Work to be completed:
Pick out every row below that contains the string "TARGET", and copy each of those rows in full. Matching is case-sensitive, so a different capitalization does not count.

======== Supplied information ========

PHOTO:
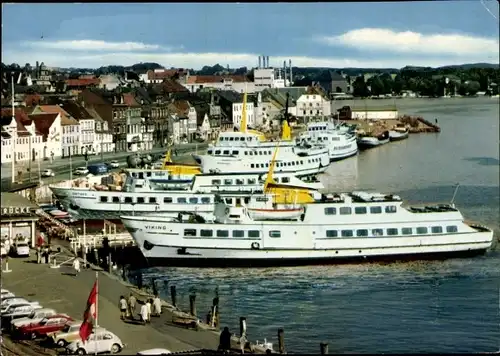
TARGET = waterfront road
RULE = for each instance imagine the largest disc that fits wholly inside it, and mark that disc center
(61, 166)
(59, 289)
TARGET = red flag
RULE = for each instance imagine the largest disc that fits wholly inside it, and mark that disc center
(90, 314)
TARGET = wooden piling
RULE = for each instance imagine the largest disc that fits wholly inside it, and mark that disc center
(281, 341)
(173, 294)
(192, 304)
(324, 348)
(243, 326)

========
======== Supplied information ========

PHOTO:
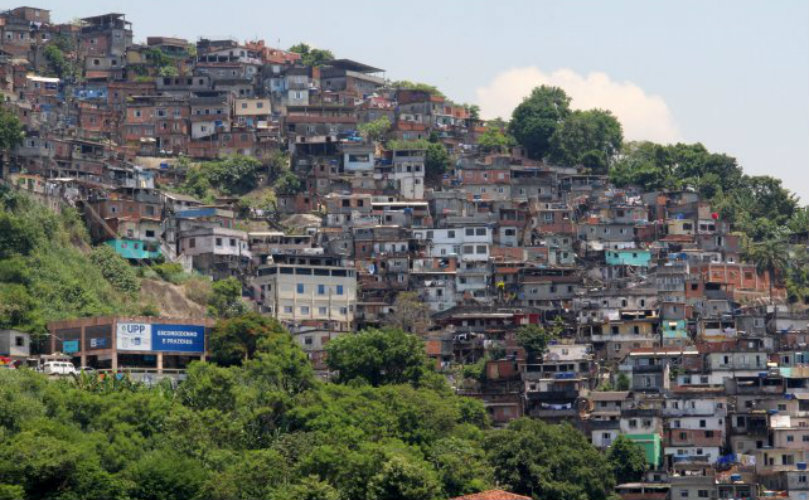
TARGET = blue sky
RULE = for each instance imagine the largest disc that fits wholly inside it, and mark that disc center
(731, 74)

========
======== Supplied information ========

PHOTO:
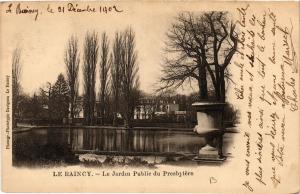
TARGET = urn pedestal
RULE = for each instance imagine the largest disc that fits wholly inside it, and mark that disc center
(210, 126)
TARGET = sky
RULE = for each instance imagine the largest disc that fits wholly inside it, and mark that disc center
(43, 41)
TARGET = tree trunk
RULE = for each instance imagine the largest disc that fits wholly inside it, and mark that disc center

========

Exercise answer:
TARGET = waterfront road
TARGET = red flag
TARGET = wooden piling
TARGET = blue sky
TARGET = urn pedestal
TARGET = sky
TARGET = tree trunk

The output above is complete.